--- Excerpted data ---
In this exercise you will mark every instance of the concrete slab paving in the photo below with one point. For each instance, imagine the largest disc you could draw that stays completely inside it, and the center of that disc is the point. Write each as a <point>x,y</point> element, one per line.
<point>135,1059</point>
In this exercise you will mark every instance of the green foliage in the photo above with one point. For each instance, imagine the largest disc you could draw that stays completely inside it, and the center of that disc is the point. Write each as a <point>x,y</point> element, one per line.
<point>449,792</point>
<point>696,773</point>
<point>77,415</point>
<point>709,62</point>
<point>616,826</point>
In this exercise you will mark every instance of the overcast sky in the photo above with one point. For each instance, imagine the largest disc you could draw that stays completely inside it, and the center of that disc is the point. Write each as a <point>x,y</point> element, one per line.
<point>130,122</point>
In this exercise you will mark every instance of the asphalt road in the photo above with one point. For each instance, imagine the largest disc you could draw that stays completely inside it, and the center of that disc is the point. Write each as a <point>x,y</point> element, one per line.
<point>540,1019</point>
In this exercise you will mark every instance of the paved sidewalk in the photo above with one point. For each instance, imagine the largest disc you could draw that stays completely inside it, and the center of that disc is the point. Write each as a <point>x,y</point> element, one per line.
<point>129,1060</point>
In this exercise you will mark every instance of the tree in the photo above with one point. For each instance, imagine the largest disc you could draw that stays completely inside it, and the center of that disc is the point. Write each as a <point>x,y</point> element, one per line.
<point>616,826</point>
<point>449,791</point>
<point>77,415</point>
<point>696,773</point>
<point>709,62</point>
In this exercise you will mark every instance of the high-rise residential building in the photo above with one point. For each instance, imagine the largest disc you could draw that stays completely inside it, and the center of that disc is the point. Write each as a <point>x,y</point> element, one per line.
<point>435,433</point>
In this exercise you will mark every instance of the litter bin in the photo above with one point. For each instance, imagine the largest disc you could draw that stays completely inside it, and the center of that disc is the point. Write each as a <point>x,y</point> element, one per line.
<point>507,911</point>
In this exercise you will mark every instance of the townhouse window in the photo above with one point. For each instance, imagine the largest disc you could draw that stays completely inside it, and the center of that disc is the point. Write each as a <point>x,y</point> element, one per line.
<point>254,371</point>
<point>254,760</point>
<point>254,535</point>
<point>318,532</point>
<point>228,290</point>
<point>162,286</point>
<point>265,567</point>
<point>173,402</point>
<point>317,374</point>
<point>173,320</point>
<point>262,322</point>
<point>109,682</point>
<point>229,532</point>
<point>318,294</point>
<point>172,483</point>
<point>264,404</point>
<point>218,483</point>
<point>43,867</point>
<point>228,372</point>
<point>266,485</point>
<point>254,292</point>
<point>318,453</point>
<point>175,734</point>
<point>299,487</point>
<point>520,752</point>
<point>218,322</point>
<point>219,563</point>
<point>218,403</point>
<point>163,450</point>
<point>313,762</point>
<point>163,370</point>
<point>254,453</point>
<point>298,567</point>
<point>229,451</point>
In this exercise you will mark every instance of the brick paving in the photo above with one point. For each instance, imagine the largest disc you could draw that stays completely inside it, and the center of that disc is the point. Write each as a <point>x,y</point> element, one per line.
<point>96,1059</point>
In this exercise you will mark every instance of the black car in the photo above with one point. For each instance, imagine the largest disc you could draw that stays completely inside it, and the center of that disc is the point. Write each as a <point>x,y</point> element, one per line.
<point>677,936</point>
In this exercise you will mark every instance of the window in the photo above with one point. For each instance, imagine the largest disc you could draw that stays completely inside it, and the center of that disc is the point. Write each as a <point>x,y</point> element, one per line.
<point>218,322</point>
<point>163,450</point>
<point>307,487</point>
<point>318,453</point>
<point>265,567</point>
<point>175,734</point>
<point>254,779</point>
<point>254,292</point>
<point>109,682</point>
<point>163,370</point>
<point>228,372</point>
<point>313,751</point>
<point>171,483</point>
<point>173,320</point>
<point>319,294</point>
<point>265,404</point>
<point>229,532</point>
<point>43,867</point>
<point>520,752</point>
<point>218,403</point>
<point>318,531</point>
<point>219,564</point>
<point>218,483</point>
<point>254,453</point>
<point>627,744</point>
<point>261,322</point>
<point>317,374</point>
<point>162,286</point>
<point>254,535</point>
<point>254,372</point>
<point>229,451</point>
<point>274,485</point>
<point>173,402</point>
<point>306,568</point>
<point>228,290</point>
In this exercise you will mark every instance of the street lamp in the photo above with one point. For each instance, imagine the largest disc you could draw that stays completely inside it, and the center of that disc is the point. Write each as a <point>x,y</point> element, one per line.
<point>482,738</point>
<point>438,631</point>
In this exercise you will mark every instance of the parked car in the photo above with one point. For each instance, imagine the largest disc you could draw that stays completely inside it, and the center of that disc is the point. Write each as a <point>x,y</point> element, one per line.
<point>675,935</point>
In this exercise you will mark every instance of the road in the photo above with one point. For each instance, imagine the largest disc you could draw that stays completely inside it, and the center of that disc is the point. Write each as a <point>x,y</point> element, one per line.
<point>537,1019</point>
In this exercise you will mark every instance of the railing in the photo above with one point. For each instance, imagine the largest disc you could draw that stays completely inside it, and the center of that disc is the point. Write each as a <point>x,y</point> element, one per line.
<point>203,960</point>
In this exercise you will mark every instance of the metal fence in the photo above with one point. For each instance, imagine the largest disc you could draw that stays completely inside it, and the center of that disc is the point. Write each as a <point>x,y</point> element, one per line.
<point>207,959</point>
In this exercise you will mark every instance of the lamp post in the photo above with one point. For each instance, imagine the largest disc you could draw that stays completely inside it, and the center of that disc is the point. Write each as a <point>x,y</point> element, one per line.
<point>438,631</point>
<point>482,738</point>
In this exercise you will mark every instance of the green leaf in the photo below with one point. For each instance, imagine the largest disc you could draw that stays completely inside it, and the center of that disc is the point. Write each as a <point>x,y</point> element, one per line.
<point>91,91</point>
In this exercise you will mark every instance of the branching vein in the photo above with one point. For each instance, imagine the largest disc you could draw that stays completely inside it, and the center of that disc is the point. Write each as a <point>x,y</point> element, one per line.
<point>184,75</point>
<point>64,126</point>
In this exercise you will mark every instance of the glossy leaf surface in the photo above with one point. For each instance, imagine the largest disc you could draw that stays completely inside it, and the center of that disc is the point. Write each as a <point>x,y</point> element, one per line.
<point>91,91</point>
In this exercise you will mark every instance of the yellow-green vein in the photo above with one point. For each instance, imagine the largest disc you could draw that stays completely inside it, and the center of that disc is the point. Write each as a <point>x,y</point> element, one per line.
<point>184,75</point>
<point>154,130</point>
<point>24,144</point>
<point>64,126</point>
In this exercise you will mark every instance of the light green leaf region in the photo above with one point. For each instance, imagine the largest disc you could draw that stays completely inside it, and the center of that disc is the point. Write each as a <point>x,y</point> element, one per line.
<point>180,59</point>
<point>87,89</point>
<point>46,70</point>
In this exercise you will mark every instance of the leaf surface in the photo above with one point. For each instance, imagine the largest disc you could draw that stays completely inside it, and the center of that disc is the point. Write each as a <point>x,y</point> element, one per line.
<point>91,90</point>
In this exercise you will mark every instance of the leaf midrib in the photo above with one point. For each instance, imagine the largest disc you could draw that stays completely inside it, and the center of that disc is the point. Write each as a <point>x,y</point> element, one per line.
---
*Exercise task*. Reproduce all of the rows above verbatim and in their original order.

*Solution to this exercise*.
In this exercise you will mark every instance of the concrete slab paving in the photo below with one point. For each instance, imagine the largest disc you could draw that stays completely inside it, and the center of that disc is the point. Write each as a <point>x,y</point> element, one per line.
<point>135,1059</point>
In this exercise you will mark every instance of the green foliage in the photo above with one point. For each instance, imagine the largest disc you could draw that stays completely inside it, and the center of that disc is the point. Write each as a <point>x,y</point> element, one per line.
<point>449,792</point>
<point>696,773</point>
<point>77,415</point>
<point>709,62</point>
<point>616,826</point>
In this exercise you will mark every instance of the overcast sky in the photo above with one point. For each instance, imagine the largest disc you could draw that stays completely inside it, and the center of that disc is the point. Write each as a <point>x,y</point> element, one per line.
<point>130,122</point>
In this exercise you will mark every instance of the asphalt road in the photo above with one point. For each instance, imagine the largest disc you could draw that stays completely inside it, and the center of that disc is the point. Write each as a <point>x,y</point> element, one per line.
<point>540,1019</point>
In this exercise you will mark every instance of the paved sidewalk in the photo above with one point. For each instance, imagine the largest disc you could draw that stays completely inside it, and the center of that disc is the point. Write each as a <point>x,y</point> element, one per line.
<point>129,1060</point>
In this exercise you will mark every instance of the tree in the photo above with one point. For each instance, imagine the largest disc you could draw that stays completely inside it, and the center of that disc is the point. Write each as a <point>x,y</point> element, one per line.
<point>616,826</point>
<point>449,791</point>
<point>77,415</point>
<point>696,773</point>
<point>709,62</point>
In this exercise you will mark every instance of the high-rise residential building in the photo above with one point. For each instance, imagine the largest disc you could draw that stays completely inside it, and the center of that disc is the point. Write each as a <point>x,y</point> element, one per line.
<point>435,433</point>
In this exercise you will mark every instance of the litter bin in the photo above with one point. For each instance, imagine the largest disc you could draw that stays completely inside it, and the center of that disc is the point. Write each as a <point>x,y</point> element, one per line.
<point>507,911</point>
In this exercise you will mark every instance of the townhouse window in the photo above with one point. For each instance, imagine the largest disc you could draw that stays completely inside it, and the center of that disc is the point. Write each as a <point>x,y</point> element, one per line.
<point>254,371</point>
<point>254,760</point>
<point>254,535</point>
<point>318,532</point>
<point>228,290</point>
<point>162,286</point>
<point>265,567</point>
<point>173,402</point>
<point>317,374</point>
<point>173,320</point>
<point>262,322</point>
<point>109,682</point>
<point>229,532</point>
<point>318,294</point>
<point>172,483</point>
<point>264,404</point>
<point>218,483</point>
<point>43,867</point>
<point>228,372</point>
<point>266,485</point>
<point>254,292</point>
<point>318,453</point>
<point>175,734</point>
<point>299,487</point>
<point>520,752</point>
<point>218,322</point>
<point>219,563</point>
<point>218,403</point>
<point>163,450</point>
<point>313,762</point>
<point>163,370</point>
<point>254,453</point>
<point>298,567</point>
<point>229,451</point>
In this exercise you will mark every instance of the brick paving in the photo above with one point. For each instance, imagine the largest disc you could draw that stays completely inside it, and the center of that disc is the point. Write each as a <point>x,y</point> element, one per line.
<point>96,1059</point>
In this exercise you will mark every instance of the black car in the photo above with one point. For each instance, imagine the largest disc you could draw that stays completely inside it, and the center of that disc is the point. Write each as a <point>x,y</point> element, one per line.
<point>677,936</point>
In this exercise you will mark every instance of the window in the photo above with one point. For each instance, imagine the largest disc you could draw that stays completely inside it, and the center of that disc is the point. Write each as a <point>x,y</point> element, one per line.
<point>218,322</point>
<point>163,450</point>
<point>307,487</point>
<point>318,453</point>
<point>265,567</point>
<point>175,734</point>
<point>254,779</point>
<point>254,292</point>
<point>109,682</point>
<point>163,370</point>
<point>228,372</point>
<point>313,751</point>
<point>171,483</point>
<point>173,320</point>
<point>319,294</point>
<point>265,404</point>
<point>229,532</point>
<point>43,867</point>
<point>520,752</point>
<point>218,403</point>
<point>318,531</point>
<point>219,564</point>
<point>218,483</point>
<point>254,453</point>
<point>627,744</point>
<point>261,322</point>
<point>317,374</point>
<point>162,286</point>
<point>254,535</point>
<point>254,372</point>
<point>229,451</point>
<point>274,485</point>
<point>173,402</point>
<point>306,568</point>
<point>228,290</point>
In this exercise you will mark every instance of the street lamp in the photo above with one point. For each instance, imagine the largest disc you could draw that stays completely inside it, and the center of that disc is the point. Write each as a <point>x,y</point> element, one per line.
<point>482,738</point>
<point>438,631</point>
In this exercise you will mark every instance of the parked car in the photo above with one point. For each instance, imagine the largest disc you could draw that stays completely inside it, and the center of that disc is the point. Write each as a <point>x,y</point> element, one per line.
<point>675,935</point>
In this exercise you will mark every instance of the road in the photo above with one point. For each instance, imagine the largest disc you could draw that stays completely inside it, and the center of that disc is the point. Write each as a <point>x,y</point> element, one per line.
<point>537,1019</point>
In this exercise you will mark every instance of the railing in the photo above with one point. For each instance, imagine the largest disc you could draw that stays completely inside it, and the center of that disc is the point. Write each as a <point>x,y</point> element, one per line.
<point>203,960</point>
In this exercise you will mark every instance of the metal fence in the photo above with one point. For each instance, imagine the largest disc you could draw that stays completely inside it, and the center of that disc is the point. Write each as a <point>x,y</point> element, one per line.
<point>207,959</point>
In this exercise you will mark every instance of the lamp post in the photo above with one point. For each instance, imagine the largest disc you could draw that stays completely inside it, and the center of that disc is the point. Write each as a <point>x,y</point> element, one per line.
<point>438,631</point>
<point>482,738</point>
In this exercise you will mark every instance of the green leaf in the photo below with one point. For each instance, imagine the largest disc you could draw that stays completely inside it, and the center of that disc is the point. Write each as a <point>x,y</point> element, one per line.
<point>91,91</point>
In this exercise you will mark every instance of the branching vein in the photo above with one point. For each instance, imagine the largest disc you could draw that stays completely inside it, and the center of that disc is the point. Write each as a <point>x,y</point> element, one per line.
<point>184,75</point>
<point>64,126</point>
In this exercise you will mark every instance of the glossy leaf surface in the photo above with one point. For each instance, imagine the largest disc you could draw that stays completely inside it, and the center of that disc is the point. Write each as a <point>x,y</point> element, one per line.
<point>91,91</point>
In this exercise you will mark every instance of the yellow-green vein in the photo above with one point. For each instance, imagine the largest disc you could draw that stays completely inside it, and the center of that disc is the point. Write each as a <point>x,y</point> element, one per line.
<point>184,75</point>
<point>154,130</point>
<point>24,144</point>
<point>64,126</point>
In this exercise you will mark every instance of the light green leaf region in the photo above with one point. For each instance, imagine the largest disc you could draw that stays completely inside it, and the center of that disc is the point. Write each as a <point>x,y</point> element, one per line.
<point>180,59</point>
<point>87,89</point>
<point>46,70</point>
In this exercise you will mark every instance of the leaf surface in the photo above with one point. For each instance, imagine the largest disc you could draw that stays completely inside it, and the center of that disc is the point. Write each as a <point>x,y</point> element, one per line.
<point>91,90</point>
In this exercise you will mark every instance of the leaf midrib in the photo above with one point. For each instance, imagine the largest disc you could draw that stays completely inside it, and the center of that disc is the point. Write each as a <point>x,y</point> element, one per line.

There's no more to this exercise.